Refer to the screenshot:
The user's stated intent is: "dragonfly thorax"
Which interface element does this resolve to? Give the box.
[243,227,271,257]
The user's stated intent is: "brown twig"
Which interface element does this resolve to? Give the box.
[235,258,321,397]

-=-=-

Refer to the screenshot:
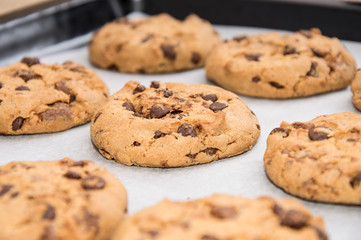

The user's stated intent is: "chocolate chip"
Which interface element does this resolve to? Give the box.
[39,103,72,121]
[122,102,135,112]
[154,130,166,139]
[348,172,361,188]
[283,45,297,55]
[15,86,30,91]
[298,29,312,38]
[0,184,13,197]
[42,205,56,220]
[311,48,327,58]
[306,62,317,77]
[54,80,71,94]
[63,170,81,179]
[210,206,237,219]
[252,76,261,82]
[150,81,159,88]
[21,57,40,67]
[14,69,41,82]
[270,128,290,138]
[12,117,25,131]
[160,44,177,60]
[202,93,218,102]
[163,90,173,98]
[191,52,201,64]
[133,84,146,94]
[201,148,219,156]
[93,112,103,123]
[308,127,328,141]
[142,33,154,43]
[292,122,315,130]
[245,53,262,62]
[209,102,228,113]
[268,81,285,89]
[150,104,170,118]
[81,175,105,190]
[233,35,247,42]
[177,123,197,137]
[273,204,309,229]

-=-=-

**What you are asked to do:** Count the lines in the records above that contain the word "intent". Reply with the number only.

**The reply:** 3